_Problem_. Copy the material below word for word, leaving out the pictures.

_Task data_.
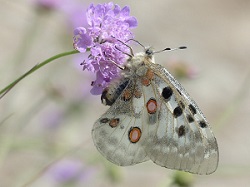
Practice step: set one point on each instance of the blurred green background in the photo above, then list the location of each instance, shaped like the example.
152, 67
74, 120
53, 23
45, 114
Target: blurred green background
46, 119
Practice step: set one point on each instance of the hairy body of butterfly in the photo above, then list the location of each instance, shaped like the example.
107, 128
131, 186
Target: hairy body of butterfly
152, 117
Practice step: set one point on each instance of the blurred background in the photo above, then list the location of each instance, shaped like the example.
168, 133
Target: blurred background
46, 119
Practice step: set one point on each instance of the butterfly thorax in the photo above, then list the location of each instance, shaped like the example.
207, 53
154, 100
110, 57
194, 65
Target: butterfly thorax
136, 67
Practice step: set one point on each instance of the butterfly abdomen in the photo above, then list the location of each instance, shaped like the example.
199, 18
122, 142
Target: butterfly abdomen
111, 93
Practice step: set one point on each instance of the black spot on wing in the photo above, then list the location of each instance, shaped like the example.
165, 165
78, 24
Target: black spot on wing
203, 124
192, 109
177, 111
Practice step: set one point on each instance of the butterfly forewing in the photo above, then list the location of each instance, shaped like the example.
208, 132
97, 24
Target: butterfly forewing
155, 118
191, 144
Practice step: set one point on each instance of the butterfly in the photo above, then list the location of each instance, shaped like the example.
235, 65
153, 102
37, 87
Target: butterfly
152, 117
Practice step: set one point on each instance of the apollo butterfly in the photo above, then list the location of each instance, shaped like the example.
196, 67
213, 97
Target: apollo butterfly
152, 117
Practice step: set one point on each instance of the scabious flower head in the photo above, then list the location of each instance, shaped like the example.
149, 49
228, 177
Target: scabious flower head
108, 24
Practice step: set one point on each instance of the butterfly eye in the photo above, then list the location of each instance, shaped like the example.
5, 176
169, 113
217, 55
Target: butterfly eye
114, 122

_Reply_.
Practice step: set one point on each instance of the blurred green background in the photo above, then list the location of each instance, shaped like the example.
152, 67
74, 120
53, 23
45, 114
Target: blurred green background
46, 119
Practice step: set one point on each instance of the hairy body of butterfly in the photo above, then list the location of each instance, shaped like the example.
107, 128
131, 186
Target: hairy body of butterfly
152, 117
Practice step: set one point on each instance of the blurred background in the photo above, then list the location of each instance, shaped like the example.
168, 133
Target: blurred background
46, 119
Practice step: set one point on each instance of the butterfly thorax in the photo above, then list the location of each instance, shaped like the example.
207, 53
154, 100
110, 57
194, 65
Target: butterfly thorax
136, 67
Practice step: set one point on each instance of the butterfly abdomen in the photo above, then list the location of each instance, shaped like the example.
199, 18
122, 142
Target: butterfly abdomen
111, 93
Practice step: set one point on each instance of the black spot on wing in the photo above, then list the location of each instance, shaped like the example.
165, 165
78, 24
Target: black spot on wing
203, 124
192, 109
177, 111
Practice step: set one point on each instance of the butterfly forewing in the photo above, then list the location of each instance, shaped like the example.
208, 132
97, 24
Target: butterfly forewing
155, 118
191, 144
Practice step: set one point on each instance of the butterfly in the photo above, then list the location of each instance, shaped like the example.
235, 65
153, 102
37, 87
Target: butterfly
152, 117
Practice step: set one point on each instance of the apollo butterfly in the photo above, then list the location of each instance, shaped like the example.
196, 67
213, 97
Target: apollo butterfly
152, 117
Practice step: set one point on each instance of the scabious flower head in the photo above, then list the location of each instance, shaped like the example.
149, 49
228, 177
Target: scabious flower head
108, 24
Practice step: set one point on each instance of the butterfly eye in the photo above, then list the location of each instance, shaped like the example.
5, 176
169, 113
217, 55
Target: butterfly eye
114, 122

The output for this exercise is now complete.